##### Entries provided
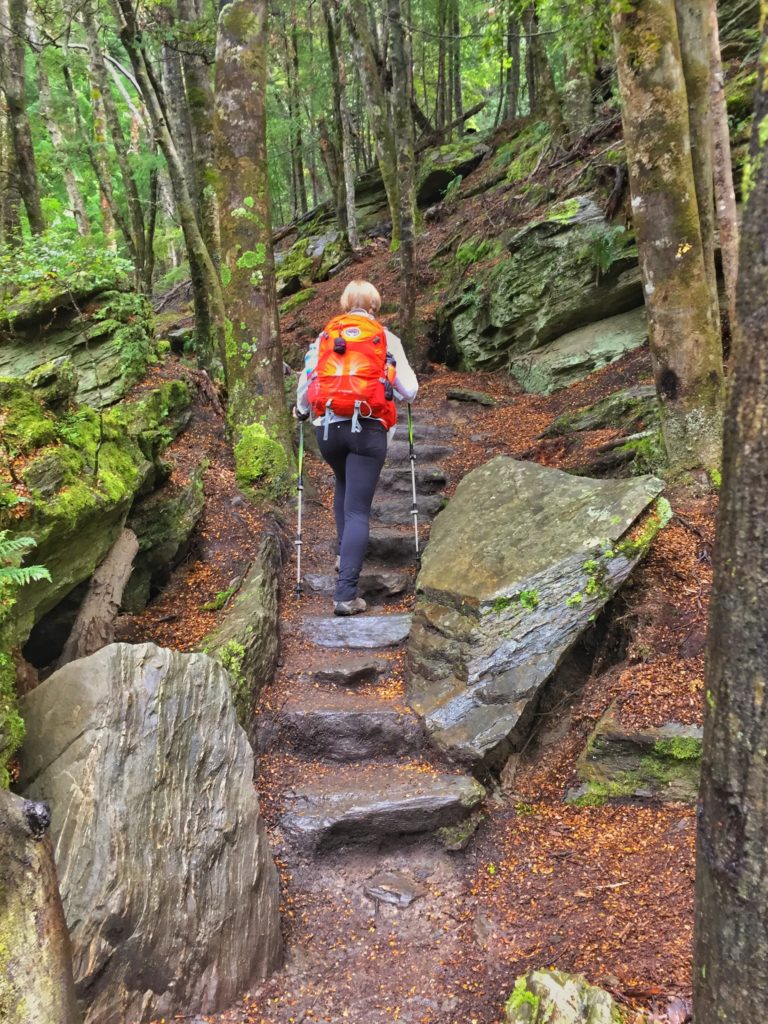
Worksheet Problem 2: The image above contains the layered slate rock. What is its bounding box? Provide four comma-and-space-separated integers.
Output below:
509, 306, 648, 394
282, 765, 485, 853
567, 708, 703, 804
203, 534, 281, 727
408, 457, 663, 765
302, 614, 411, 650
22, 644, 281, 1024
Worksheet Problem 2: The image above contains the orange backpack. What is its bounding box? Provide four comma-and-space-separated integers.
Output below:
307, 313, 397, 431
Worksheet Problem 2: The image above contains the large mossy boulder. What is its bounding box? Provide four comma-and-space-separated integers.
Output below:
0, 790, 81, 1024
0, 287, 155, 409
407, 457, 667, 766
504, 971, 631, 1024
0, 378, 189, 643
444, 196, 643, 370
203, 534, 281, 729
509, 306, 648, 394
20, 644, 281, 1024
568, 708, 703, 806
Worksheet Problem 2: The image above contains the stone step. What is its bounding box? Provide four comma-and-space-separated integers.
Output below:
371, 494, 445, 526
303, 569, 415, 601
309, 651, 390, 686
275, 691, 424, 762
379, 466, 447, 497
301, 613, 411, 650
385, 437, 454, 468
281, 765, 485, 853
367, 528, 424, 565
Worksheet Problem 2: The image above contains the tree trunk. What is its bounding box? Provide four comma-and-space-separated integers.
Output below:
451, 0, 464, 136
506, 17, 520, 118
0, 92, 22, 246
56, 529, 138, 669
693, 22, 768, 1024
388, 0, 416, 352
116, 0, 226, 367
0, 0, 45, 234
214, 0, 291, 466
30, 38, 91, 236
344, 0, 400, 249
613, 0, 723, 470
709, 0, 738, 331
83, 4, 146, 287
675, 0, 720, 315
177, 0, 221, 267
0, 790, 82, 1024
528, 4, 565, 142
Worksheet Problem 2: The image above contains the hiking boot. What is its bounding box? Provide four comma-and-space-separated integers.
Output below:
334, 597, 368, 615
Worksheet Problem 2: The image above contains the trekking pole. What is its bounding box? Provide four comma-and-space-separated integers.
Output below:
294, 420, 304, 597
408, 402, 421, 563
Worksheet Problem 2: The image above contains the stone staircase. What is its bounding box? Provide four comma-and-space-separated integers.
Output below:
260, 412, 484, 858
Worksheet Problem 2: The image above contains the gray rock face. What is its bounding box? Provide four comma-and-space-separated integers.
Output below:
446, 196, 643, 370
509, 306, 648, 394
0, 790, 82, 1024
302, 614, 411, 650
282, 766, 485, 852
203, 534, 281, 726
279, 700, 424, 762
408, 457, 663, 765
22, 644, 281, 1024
##########
**Task objective:**
Gather every line in the records above that contains the word "four".

**Written solution:**
Worksheet Problem 2: The image above contains the layered slate rock. What is its bounding box? Provide four comma-and-space-separated integers.
Worksheet Problem 2: The image above contains the orange backpack. What is its bounding box? Provide four comma-and-space-separated integers.
Worksheet Problem 2: The image above contains the large mossy boulder. What is its bounding box? Provide four comma-and-space-separated integers.
Worksheet Problem 2: The image above contains the stone step. What is its bounding box? Provide four comma-and-space-separated integers.
Worksheet Problem 2: The image above contains the tree trunk. What is its bounding box? Provide four comma-and-space-separated integers.
Worksheet Problem 2: The image above contains the hiking boot. What is its bounding box? Provide four comma-and-space-separated integers.
Worksheet Problem 2: The image above contains the trekking pole. What is its bounding box? Provide four comma-and-space-separated integers.
Worksheet Problem 2: The image above contains the stone staircase. What is its bounding box? Provide four comma-and-space-separated integers.
Worksheet Problem 2: The image above contains the gray rock face. What is its bounding box? Provide four comma-and-space-separated integers.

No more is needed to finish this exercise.